Data records
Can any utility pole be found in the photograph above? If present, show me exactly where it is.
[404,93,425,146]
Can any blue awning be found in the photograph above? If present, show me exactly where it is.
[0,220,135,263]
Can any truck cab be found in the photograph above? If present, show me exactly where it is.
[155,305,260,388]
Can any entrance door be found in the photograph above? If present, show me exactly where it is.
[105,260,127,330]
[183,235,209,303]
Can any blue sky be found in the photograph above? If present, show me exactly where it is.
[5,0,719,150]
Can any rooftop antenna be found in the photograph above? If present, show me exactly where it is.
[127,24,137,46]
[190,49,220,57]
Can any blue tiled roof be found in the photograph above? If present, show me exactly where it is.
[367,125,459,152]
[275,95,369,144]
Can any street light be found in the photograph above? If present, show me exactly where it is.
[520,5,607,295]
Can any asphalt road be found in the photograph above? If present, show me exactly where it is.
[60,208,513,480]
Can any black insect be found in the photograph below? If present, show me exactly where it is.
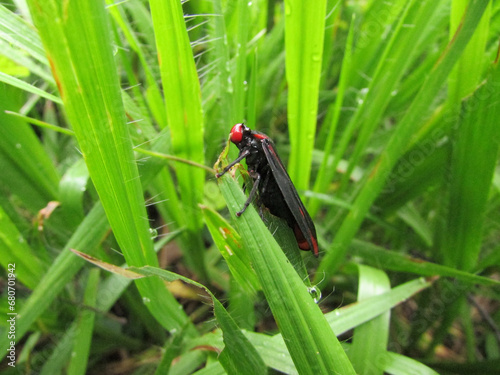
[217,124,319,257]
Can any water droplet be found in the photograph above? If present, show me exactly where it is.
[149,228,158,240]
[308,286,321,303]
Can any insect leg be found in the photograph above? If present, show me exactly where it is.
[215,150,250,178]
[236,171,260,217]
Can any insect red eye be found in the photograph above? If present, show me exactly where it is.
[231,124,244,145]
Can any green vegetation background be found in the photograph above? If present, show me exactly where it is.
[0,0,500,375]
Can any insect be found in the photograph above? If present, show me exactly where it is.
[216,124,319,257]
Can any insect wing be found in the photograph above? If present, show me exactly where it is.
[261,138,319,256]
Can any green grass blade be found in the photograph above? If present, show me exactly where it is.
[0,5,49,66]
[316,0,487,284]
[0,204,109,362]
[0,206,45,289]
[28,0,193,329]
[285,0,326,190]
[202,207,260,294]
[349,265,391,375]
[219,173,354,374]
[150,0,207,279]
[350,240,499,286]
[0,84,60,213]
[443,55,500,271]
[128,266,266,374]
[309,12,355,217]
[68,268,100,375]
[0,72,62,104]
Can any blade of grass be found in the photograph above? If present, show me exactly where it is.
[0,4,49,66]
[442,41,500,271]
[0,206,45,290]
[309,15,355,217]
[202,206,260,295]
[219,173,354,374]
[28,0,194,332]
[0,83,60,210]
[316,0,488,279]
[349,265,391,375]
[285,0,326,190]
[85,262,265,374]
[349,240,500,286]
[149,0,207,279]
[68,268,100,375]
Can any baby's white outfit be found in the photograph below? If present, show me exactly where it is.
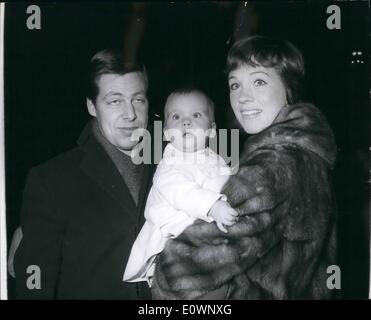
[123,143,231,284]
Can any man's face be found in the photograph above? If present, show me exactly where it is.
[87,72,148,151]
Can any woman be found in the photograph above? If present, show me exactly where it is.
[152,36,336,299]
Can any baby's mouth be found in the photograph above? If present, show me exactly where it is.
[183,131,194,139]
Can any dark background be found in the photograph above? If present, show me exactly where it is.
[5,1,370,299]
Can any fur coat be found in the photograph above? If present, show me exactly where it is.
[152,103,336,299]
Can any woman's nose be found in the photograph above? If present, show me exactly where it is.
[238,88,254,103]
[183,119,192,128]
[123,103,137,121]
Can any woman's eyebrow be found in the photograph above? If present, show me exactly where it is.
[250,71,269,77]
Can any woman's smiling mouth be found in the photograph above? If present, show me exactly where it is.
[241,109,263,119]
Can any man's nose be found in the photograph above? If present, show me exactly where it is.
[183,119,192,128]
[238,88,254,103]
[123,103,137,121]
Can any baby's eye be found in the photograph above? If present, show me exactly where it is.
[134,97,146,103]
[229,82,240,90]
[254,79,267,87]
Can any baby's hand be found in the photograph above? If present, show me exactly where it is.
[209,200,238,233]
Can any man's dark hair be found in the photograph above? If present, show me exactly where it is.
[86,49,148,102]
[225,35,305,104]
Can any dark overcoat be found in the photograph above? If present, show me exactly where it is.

What the task requires:
Output every line of the records above as a numbered list, with blank lines skipped and the pictures left out.

Full response:
1. Can any utility pole be found in the photograph above? If present, show me exactly where it is.
2. [404,93,425,146]
3. Can any blue awning be found in the photograph above? If present, show me exactly where it is.
4. [0,220,135,263]
5. Can any truck cab be found in the photograph above? If present, show me exactly where it is.
6. [155,305,260,388]
7. Can any entrance door be found in the photograph above? If present, show me exactly where it is.
8. [105,260,127,330]
9. [183,235,209,303]
10. Can any blue sky be found in the photograph above? If present, show me exactly where it is.
11. [5,0,719,150]
12. Can any rooftop antenna be found in the photograph above? If present, show me exactly where it is.
13. [127,24,137,46]
14. [190,49,220,57]
15. Can any blue tiled roof be found in the photograph above? If present, show me exactly where it is.
16. [367,125,459,152]
17. [275,95,369,144]
18. Can any street light be found in the photograph above? If present, show me exactly where it is.
19. [520,5,607,295]
20. Can any asphalt road be found in the photograph above? If present, show me exactly where it is.
21. [60,208,513,480]
22. Can any black insect be found in the photograph below? If present, show me exactly where it is.
23. [217,124,319,257]
24. Can any water droplet be found in the photograph above? If present, show me exactly where it is.
25. [149,228,158,240]
26. [308,286,321,303]
27. Can any insect leg be found in the photograph above? If present, show me exactly where it is.
28. [215,150,250,178]
29. [236,171,260,217]
30. Can any insect red eye be found in the photograph above? If present, show me exactly where it is.
31. [231,124,244,145]
32. Can any green vegetation background be found in the photograph above? If present, show me exactly where it is.
33. [0,0,500,375]
34. Can any insect be found in the photograph above? If present, show me exactly where it is.
35. [216,124,319,257]
36. Can any insect wing be found in the photograph above? If present, show me exactly where it is.
37. [261,138,319,256]
38. Can any green grass blade be found in the photograph above? If present, show me exactly where it is.
39. [0,5,49,66]
40. [316,0,487,284]
41. [0,204,109,362]
42. [0,206,45,289]
43. [28,0,193,329]
44. [285,0,326,190]
45. [202,207,260,294]
46. [349,265,391,375]
47. [219,173,354,374]
48. [150,0,207,279]
49. [350,240,499,286]
50. [0,84,60,213]
51. [443,55,500,271]
52. [128,266,266,374]
53. [309,12,355,217]
54. [68,268,100,375]
55. [0,72,62,104]
56. Can any blade of grass be found in the photograph above? If present, show me exactly where it is.
57. [0,4,49,66]
58. [442,41,500,271]
59. [0,206,45,290]
60. [309,15,355,217]
61. [202,206,260,295]
62. [219,173,354,374]
63. [28,0,194,332]
64. [0,83,60,210]
65. [316,0,488,279]
66. [349,265,391,375]
67. [285,0,326,190]
68. [85,262,265,374]
69. [349,240,500,286]
70. [149,0,207,279]
71. [68,268,100,375]
72. Can any baby's white outfit be found in the photograph below? If present, show me exactly where it is.
73. [123,143,231,284]
74. Can any man's face be found in the photograph above? If present, show me exactly where it is.
75. [87,72,148,151]
76. Can any woman be found in the photograph above? If present, show me exactly where it is.
77. [152,36,336,299]
78. Can any baby's mouth be found in the photograph above? If present, show me exactly where it is.
79. [183,131,194,139]
80. Can any dark background be found in the photograph above? If present, show me exactly where it is.
81. [5,1,370,299]
82. Can any fur coat be found in the photograph above? If present, show me exactly where it is.
83. [152,103,336,299]
84. Can any woman's nose be found in the photograph above? If present, show me exactly where it is.
85. [238,88,254,103]
86. [183,119,192,128]
87. [123,103,137,121]
88. Can any woman's eyebrow be found in the photograph above? If present, show me exactly where it is.
89. [250,71,269,77]
90. Can any woman's smiling mouth be found in the photograph above? If present, show me exactly where it is.
91. [241,109,263,119]
92. Can any man's nose be found in the photograph above? If present, show me exactly where it is.
93. [183,119,192,128]
94. [238,88,254,103]
95. [123,103,137,121]
96. Can any baby's eye be found in the photograph above? If present, show me exactly where it is.
97. [134,97,146,103]
98. [229,82,240,90]
99. [254,79,267,87]
100. Can any baby's hand be found in the photograph above? If present, show me exactly where it is.
101. [209,200,238,233]
102. Can any man's dark hair be found in the photograph above? If present, show me exactly where it is.
103. [86,49,148,102]
104. [225,35,305,104]
105. Can any dark overcoat be found in the photograph above? If present, show me exactly where it is.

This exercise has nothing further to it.